» Instructions for the task
Every entry below, from first to last, should be copied exactly.

» Saved entries

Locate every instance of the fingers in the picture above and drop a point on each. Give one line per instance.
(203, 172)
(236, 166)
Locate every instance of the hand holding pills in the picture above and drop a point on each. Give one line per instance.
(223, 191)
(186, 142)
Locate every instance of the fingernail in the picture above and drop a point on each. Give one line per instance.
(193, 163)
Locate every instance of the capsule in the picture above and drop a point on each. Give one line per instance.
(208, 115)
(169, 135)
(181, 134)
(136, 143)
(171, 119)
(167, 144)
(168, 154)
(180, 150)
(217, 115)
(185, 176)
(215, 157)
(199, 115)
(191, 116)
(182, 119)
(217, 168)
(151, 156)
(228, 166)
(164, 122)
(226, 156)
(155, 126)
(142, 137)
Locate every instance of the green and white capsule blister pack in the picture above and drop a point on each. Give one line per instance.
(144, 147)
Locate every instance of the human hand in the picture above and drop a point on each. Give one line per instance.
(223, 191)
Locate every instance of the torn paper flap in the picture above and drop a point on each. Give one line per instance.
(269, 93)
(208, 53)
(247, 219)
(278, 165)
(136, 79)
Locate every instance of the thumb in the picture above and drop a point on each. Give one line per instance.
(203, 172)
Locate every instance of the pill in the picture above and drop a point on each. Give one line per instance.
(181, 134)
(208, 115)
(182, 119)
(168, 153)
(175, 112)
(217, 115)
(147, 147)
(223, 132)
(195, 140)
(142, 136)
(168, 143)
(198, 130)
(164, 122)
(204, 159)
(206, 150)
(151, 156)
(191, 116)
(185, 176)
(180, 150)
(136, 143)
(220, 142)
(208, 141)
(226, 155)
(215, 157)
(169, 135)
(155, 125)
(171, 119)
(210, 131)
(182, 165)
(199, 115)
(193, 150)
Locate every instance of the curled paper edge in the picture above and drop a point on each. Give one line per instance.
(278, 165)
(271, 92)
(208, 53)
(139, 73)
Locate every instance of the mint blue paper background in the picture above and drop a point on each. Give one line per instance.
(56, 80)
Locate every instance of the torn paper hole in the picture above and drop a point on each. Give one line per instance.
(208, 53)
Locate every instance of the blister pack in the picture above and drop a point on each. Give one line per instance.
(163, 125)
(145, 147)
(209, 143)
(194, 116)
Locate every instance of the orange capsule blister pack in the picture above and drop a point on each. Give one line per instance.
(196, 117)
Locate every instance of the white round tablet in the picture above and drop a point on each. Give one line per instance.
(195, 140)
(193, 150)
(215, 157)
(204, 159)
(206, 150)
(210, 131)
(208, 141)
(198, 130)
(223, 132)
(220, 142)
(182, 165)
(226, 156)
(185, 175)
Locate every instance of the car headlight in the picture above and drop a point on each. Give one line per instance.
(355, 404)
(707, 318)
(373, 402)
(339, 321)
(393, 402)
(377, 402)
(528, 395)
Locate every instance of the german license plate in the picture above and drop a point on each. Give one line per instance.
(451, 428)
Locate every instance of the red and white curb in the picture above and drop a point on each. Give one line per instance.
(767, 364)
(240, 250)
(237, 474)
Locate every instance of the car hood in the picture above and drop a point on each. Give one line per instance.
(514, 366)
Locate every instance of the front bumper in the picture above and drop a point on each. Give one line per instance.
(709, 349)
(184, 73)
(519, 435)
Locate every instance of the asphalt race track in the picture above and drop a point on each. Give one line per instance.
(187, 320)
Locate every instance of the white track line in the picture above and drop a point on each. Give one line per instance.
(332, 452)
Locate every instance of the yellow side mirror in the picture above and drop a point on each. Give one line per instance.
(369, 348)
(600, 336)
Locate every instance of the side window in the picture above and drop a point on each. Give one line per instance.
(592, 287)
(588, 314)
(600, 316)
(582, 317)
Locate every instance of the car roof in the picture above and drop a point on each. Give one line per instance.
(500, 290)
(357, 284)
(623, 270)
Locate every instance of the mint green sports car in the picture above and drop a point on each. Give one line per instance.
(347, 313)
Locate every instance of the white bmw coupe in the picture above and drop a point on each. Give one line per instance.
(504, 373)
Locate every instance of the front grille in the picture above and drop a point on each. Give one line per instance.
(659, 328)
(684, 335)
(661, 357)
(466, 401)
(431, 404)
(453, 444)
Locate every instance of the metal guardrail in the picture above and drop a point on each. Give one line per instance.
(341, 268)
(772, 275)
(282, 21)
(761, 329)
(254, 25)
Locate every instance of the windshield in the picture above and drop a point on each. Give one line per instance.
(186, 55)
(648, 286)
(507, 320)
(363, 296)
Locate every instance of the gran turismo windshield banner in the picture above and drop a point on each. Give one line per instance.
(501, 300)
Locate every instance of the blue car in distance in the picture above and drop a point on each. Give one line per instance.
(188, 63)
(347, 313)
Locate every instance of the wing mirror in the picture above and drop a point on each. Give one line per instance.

» Task solution
Locate every instance of the fingers in the picture above and drop a point on each. Give one line per instance.
(203, 172)
(236, 166)
Locate every instance of the hand holding pills in the picture above and drop a point on each. Give one line per instance.
(223, 191)
(186, 142)
Locate every instance of the fingernail in the picture above and drop a point on each. Give one line per instance.
(193, 163)
Locate every instance of the capsule in the picture above and drop a point on each. Give one line per instance.
(208, 115)
(169, 135)
(181, 134)
(136, 143)
(171, 119)
(167, 144)
(168, 154)
(180, 150)
(217, 115)
(185, 176)
(215, 157)
(199, 115)
(191, 116)
(182, 119)
(217, 168)
(151, 156)
(228, 166)
(164, 122)
(226, 156)
(155, 126)
(142, 137)
Locate every instance of the green and white capsule blister pack in the picture above and drop a point on each. Give one line per instance.
(144, 147)
Locate every instance of the human hand in the picture above and drop a point on each. Give one line per instance.
(223, 191)
Locate every instance of the torn paper flap in the picture above and drop a point on each. Give one line per instance.
(269, 93)
(208, 53)
(247, 219)
(278, 165)
(136, 79)
Locate every instance of the thumb in the picture above and drop a point on each. Give one line per instance.
(203, 172)
Locate every instance of the pill in the picture above and drop a point on each. Give one line per instance.
(181, 134)
(208, 115)
(182, 119)
(168, 153)
(175, 112)
(217, 115)
(147, 147)
(223, 132)
(195, 140)
(142, 136)
(168, 143)
(198, 130)
(164, 122)
(204, 159)
(206, 150)
(151, 156)
(191, 116)
(185, 176)
(180, 150)
(136, 143)
(220, 142)
(208, 141)
(226, 155)
(215, 157)
(169, 135)
(155, 125)
(171, 119)
(210, 131)
(182, 165)
(199, 115)
(193, 150)
Locate every instance of the curled paper edge in the picture above and drop a point on each. Give one line per instance.
(278, 165)
(271, 92)
(208, 53)
(139, 73)
Locate every instance of the mint blue paper background in the picture above and drop a point on each. Give one line per instance.
(56, 80)
Locate every instance of the torn paper hole in the picture above and drop a point on each. Give one line per instance.
(208, 53)
Locate every instance of the blister pack in the picture above and drop a point on each. Give one line per instance.
(163, 125)
(145, 147)
(209, 143)
(194, 116)
Locate every instance of the orange capsule blister pack in the picture above and drop a point on each. Give one line per instance.
(196, 117)
Locate every instance of the white round tablet in the picture above and drop a point on each. Give one line per instance.
(195, 140)
(193, 150)
(215, 157)
(204, 159)
(206, 150)
(210, 131)
(208, 141)
(198, 130)
(223, 132)
(220, 142)
(182, 165)
(226, 156)
(185, 175)
Locate every instance of the car headlight in the picture above and drop a point on each. Give one line per instance.
(355, 404)
(707, 318)
(373, 402)
(339, 321)
(393, 402)
(377, 402)
(528, 395)
Locate every instance of the german license plate in the picture above and drop a point on each. Give one line per instance.
(451, 428)
Locate every instance of the red and white curb in the picture above and drop a point on each. Give one line per instance.
(767, 364)
(240, 250)
(237, 474)
Locate every instance of the car hood in the picture above and drop a point on each. Give one line per instance.
(514, 366)
Locate every instance of the front bumper in the picture above and drop a point on each. Give one line per instance.
(709, 349)
(184, 73)
(519, 435)
Locate every instance of the asphalt race track in the picture above and drop a point on each. Give one line per instance.
(187, 320)
Locate every instance of the white track line in the picture above and drop a point on each. Give one line per instance.
(332, 452)
Locate every instance of the yellow side mirror in the picture above and drop a point on each. Give one line per instance.
(369, 348)
(600, 336)
Locate every instance of the side window in the picture above and drop a point on each. Give one line per instance.
(592, 287)
(588, 314)
(600, 316)
(582, 317)
Locate every instance of the car roof in the picture above and drop a point on each. Give one line per instance.
(500, 290)
(357, 284)
(623, 270)
Locate every instance of the mint green sports car in the picture above and drop a point on each. Give one line per instance.
(347, 313)
Locate every instance of the white bmw coupe in the picture above and drop a point on each. Give one line per instance.
(504, 373)
Locate every instance of the front grille in the picture above and drop a point on each. Give one line per instance.
(659, 328)
(684, 335)
(661, 357)
(466, 401)
(431, 404)
(453, 444)
Locate every instance of the metal guardrail in the picture above and drop a point on each. Give one line per instance.
(341, 268)
(772, 275)
(282, 21)
(761, 329)
(254, 25)
Locate every instance of the windshield in the picture above and drop a point on each. Give one line per instance.
(186, 55)
(648, 286)
(507, 320)
(363, 296)
Locate every instance of the gran turismo windshield banner in the picture above and drop a point on each. Give one line per instance.
(501, 300)
Locate every instance of the blue car in distance in the picture above and drop a point on each. Give one line per instance.
(188, 63)
(347, 313)
Locate every instance of the wing mirror in the picture above and drop a point on each. Give one line per instance.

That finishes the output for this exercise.